Top Tier Returns with a Fully
Mission-Aligned Portfolio

For more than 30 years, EFA has worked to align our invested endowment, approximately $230 million, with our grantmaking goals, values, and mission. As with our grantmaking, we believe in utilizing investing as a mechanism to create change in the world.

Corporations have an outsized role to play in shaping our collective future. As corporation owners through our endowment, we have a responsibility to ensure that our investing practices align with our values. Mission-driven shareholders with a public mandate to better the world, such as EFA, have a responsibility to encourage companies towards a sustainable future that benefits not only themselves, but also their shareholders, employees, customers, and communities.

This mission-aligned approach to investing has yielded proven results over time. As documented in the annual Commonfund Study, EFA has achieved long-term financial returns that are some of the highest among private foundations.

10-year Annualized Returns as of 12/31/2022 (%)

Commonfund Study, Comparison of EFA with 171 Private Foundations

Early Adopters of ESG

Starting in the early 1980s, in response to man-made environmental disasters such as the nuclear accident at Three Mile Island (1979) and the Exxon Valdez oil spill (1989), EFA began to consider how its investments in some businesses could be contributing to the problems its grantmaking was trying to solve. EFA’s early work to align its investments with its mission began by direct engagement with companies, encouraging them to address issues related to the environmental damage they were causing.

In the 1990s, EFA began participating in multi-year shareholder campaigns, in partnership with As You Sow and others, to improve environmental sustainability at public companies. As examples, these campaigns helped to phase out the use of old-growth timber at home-improvement retailers, to eliminate Styrofoam use at fast-food companies, and to improve recycling and the use of recycled products across a range of industries. Beginning in the 2000s, EFA participated in campaigns to encourage companies to reduce their reliance on coal, methane, and fossil fuels. During this period, EFA also began to avoid investments in companies that were causing environmental damage.

In 2014, EFA was among the original signatories to Divest Invest Philanthropy. Since 2015, our investment portfolio has been 100% fossil-fuel free.

In 2017, EFA began to focus on how its investments supported its Reproductive Health and Justice Program goals. As a result, alongside the Tara Health Foundation, EFA provided seed funding for the Corporate Engagement Program at Rhia Ventures, which mobilizes asset owners to engage with companies to implement good policies and practices on reproductive healthcare. A shareholder resolution filed by EFA in 2022 was the first-ever reproductive healthcare shareholder proposal to be approved by the Securities & Exchange Commission.

■ **Exercise tasks**:
1. For the EFA investing text, mark each statement yes or no and quote the words that settle it: (a) EFA's invested endowment is approximately $230 million. (b) EFA's portfolio has been fully fossil-fuel free since 2014. (c) EFA provided seed funding for the Corporate Engagement Program at Rhia Ventures alongside the Tara Health Foundation.
2. According to the EFA investing text, in what year did EFA begin to focus on how its investments supported its Reproductive Health and Justice Program goals?
3. Quote the EFA investing text, everything from "Top Tier Returns" down to "in the world.".
The items were taken from a separate source.

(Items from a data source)
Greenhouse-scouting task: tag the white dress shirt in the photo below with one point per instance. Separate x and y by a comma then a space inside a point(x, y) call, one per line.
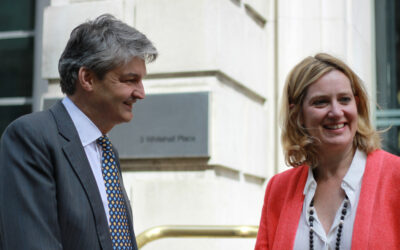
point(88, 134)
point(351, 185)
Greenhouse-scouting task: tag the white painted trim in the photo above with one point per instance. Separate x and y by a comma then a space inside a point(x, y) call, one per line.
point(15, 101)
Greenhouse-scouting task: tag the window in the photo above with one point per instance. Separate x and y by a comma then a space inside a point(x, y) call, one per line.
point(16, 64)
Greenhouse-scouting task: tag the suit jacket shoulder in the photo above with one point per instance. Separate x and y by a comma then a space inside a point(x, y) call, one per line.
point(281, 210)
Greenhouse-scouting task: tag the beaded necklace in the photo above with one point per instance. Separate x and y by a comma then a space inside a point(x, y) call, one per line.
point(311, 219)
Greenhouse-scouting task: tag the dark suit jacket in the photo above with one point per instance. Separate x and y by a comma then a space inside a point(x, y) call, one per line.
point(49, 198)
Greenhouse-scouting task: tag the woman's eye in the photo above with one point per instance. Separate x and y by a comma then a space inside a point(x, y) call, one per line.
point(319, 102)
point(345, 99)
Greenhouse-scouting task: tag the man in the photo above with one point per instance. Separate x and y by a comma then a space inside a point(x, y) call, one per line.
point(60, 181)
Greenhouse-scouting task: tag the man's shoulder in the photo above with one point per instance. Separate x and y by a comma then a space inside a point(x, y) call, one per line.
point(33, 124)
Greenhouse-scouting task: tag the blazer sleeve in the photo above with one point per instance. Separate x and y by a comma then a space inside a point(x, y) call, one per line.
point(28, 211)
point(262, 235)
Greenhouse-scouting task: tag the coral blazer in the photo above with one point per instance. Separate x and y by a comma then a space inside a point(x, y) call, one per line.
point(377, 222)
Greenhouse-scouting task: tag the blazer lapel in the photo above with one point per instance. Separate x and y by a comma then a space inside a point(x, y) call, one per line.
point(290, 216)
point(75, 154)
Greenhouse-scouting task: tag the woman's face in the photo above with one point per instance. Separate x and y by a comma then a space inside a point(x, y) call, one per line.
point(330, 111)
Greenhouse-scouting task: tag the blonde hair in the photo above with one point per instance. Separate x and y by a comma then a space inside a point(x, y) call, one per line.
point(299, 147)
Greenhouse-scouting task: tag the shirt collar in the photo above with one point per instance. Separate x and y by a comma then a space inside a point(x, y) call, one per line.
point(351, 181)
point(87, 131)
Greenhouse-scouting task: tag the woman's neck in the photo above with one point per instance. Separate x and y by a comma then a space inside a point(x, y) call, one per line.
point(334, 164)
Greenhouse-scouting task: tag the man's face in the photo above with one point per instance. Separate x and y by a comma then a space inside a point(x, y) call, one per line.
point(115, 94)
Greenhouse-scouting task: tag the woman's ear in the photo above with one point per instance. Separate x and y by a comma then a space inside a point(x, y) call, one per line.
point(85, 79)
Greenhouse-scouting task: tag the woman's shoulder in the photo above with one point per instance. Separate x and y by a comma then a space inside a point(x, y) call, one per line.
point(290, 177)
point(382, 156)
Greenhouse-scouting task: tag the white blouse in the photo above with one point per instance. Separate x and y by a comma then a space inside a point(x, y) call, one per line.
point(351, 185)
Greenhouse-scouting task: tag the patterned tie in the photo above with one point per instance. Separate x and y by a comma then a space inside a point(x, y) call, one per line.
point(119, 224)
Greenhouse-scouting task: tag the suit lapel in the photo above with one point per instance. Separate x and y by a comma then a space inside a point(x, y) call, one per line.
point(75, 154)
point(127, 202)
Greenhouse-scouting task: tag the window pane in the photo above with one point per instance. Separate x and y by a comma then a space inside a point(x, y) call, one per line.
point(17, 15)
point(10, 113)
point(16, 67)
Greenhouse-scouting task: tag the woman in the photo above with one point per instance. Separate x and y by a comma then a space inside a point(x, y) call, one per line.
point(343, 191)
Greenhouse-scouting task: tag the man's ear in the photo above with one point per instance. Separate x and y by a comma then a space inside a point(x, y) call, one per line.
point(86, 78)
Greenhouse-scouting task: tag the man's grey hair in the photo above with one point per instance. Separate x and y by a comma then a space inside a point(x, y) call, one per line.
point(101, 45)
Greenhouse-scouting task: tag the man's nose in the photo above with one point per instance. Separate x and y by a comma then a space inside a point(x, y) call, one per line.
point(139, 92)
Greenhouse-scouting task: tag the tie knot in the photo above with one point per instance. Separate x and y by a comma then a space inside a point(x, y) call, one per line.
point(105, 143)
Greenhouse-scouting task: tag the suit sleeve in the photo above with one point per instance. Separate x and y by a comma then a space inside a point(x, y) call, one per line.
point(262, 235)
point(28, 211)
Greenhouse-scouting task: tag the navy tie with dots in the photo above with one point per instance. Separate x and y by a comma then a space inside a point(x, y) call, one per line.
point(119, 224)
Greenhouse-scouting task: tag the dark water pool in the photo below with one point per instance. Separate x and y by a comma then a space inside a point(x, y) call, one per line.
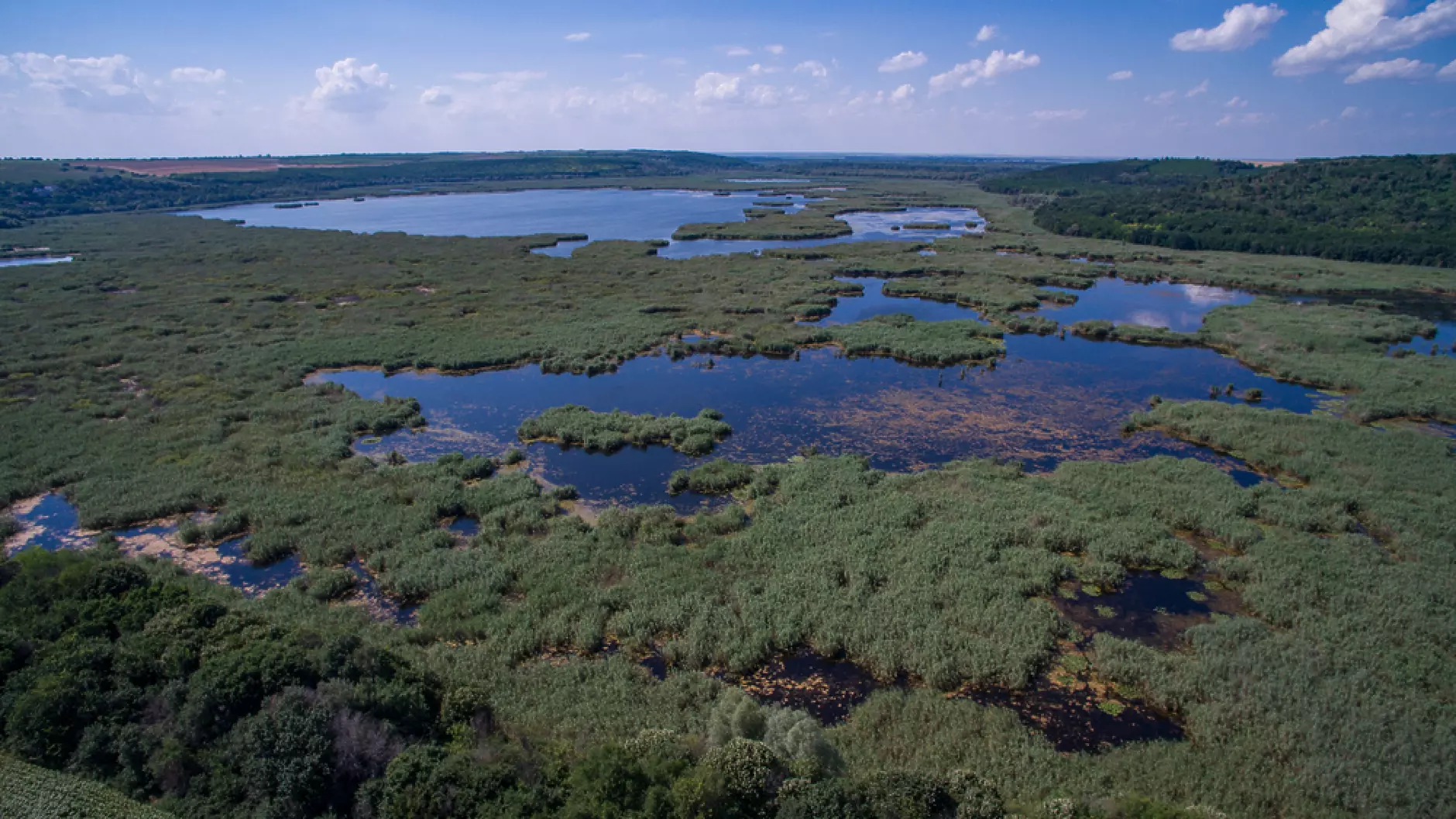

■ **Results of the exercise**:
1.
(a) Yes: "our invested endowment, approximately $230 million"
(b) No: "Since 2015, our investment portfolio has been 100% fossil-fuel free."
(c) Yes: "alongside the Tara Health Foundation, EFA provided seed funding for the Corporate Engagement Program at Rhia Ventures"

2. 2017

3.
Top Tier Returns with a Fully
Mission-Aligned Portfolio

For more than 30 years, EFA has worked to align our invested endowment, approximately $230 million, with our grantmaking goals, values, and mission. As with our grantmaking, we believe in utilizing investing as a mechanism to create change in the world.